━━━━━ GIVEN PASSAGE

3.5.5 Biological indicators
A great many biological species and individuals occur in normal streams. These often differ markedly in their sensitivity to environmental factors, and likewise the tolerances of various species to different types of pollution vary considerably. The major groups of organisms that have been used as indicators of environmental pollution include bacteria, fungi, protozoa, algae, higher plants, macroinvertebrates and fish. The benthic 'bottom living' macroinvertebrates are particularly suitable as ecological indicators because their habitat preference and relatively low mobility cause them to be directly affected by substances that enter their environment.
When a clean river is polluted there are several events which can occur. There can be:
a decrease in the number of species of organisms;
a change in the type of species present;
a change in the number of individuals of each species present.
These changes are due to the death or the moving away of organisms which cannot tolerate the pollution and an increase in number of those organisms which thrive on it.

━━━━━━━━━━
━━━━━ EXCERPTED RECORDS

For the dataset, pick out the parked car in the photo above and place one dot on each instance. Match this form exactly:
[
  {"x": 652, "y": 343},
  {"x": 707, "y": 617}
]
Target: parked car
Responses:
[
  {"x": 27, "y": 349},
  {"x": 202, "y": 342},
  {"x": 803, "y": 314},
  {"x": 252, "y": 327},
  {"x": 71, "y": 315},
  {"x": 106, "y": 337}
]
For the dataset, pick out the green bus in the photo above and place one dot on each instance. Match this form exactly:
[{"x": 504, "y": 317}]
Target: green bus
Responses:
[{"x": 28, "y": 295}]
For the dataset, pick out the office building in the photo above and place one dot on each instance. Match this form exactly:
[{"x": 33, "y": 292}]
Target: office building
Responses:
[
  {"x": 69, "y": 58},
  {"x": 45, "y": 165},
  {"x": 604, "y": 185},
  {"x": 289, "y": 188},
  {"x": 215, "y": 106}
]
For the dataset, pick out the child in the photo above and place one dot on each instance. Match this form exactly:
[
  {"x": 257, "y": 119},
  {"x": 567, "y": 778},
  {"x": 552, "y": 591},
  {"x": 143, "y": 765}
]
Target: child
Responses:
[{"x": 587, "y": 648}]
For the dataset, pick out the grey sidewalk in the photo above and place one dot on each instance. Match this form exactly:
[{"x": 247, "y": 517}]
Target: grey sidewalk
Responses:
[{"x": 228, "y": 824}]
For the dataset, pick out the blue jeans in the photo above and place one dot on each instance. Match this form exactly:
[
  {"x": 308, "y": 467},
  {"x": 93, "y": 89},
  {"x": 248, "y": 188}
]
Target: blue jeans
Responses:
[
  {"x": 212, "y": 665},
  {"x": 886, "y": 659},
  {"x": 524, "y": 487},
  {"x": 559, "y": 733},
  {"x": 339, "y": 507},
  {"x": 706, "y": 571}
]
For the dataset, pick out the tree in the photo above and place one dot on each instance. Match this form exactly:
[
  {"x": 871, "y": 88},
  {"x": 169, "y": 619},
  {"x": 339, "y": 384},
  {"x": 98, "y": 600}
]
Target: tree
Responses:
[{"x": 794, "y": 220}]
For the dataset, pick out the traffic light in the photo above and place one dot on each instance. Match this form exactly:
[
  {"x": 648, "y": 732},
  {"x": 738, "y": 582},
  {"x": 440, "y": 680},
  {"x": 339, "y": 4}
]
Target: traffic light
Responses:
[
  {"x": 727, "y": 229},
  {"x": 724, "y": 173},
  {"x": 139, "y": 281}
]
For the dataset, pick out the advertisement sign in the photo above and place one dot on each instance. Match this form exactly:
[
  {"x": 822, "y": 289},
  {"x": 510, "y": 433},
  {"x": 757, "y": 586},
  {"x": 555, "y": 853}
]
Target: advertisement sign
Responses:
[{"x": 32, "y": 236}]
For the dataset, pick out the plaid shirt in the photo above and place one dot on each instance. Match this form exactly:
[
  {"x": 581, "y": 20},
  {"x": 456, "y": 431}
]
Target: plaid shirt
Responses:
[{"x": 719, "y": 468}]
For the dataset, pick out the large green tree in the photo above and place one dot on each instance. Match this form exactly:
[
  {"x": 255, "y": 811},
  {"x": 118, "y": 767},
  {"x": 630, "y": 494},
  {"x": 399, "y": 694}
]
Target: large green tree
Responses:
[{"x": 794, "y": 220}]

━━━━━━━━━━

ASSIGNED TASK: Copy the passage on biological indicators word for word from "These changes are" to "thrive on it.".

RESPONSE TO THIS EXERCISE:
These changes are due to the death or the moving away of organisms which cannot tolerate the pollution and an increase in number of those organisms which thrive on it.